▶ **Written task**
Rewrite the records below as a two-column CSV with the headers input and output. Give one row per record, with the record's text and its answer each in a single quoted field and line breaks replaced by spaces.
Begin
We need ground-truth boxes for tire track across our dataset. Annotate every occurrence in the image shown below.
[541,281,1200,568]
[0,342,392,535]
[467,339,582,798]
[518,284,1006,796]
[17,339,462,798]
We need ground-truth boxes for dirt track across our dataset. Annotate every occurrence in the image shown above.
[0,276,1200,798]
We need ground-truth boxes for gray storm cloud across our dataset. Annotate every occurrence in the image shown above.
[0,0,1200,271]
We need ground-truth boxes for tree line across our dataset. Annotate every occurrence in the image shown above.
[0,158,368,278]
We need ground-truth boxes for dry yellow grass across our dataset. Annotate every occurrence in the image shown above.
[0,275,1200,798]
End
▶ **Written solution**
input,output
"We need ground-truth boxes for tire track across our dataset. Annotate every occurrence in the image shown below.","[541,281,1200,568] [0,342,392,535] [467,339,582,798] [518,284,1006,796] [17,339,462,798]"
"We need ground-truth boxes for dirt track across our dataset. Annotate every occurrence in the image shown above.","[0,276,1200,798]"
"We need ground-truth boxes for gray storm cloud across our dataset. Annotate every occurrence in the image shown above.","[0,0,1200,271]"
"We need ground-truth boxes for tree line across our dataset. Annotate every occurrence in the image shown above.","[0,158,368,278]"
"We need ground-truth boxes for dry yellow grass across our dataset. Annotate every occurrence in the image shown above.","[0,275,1200,798]"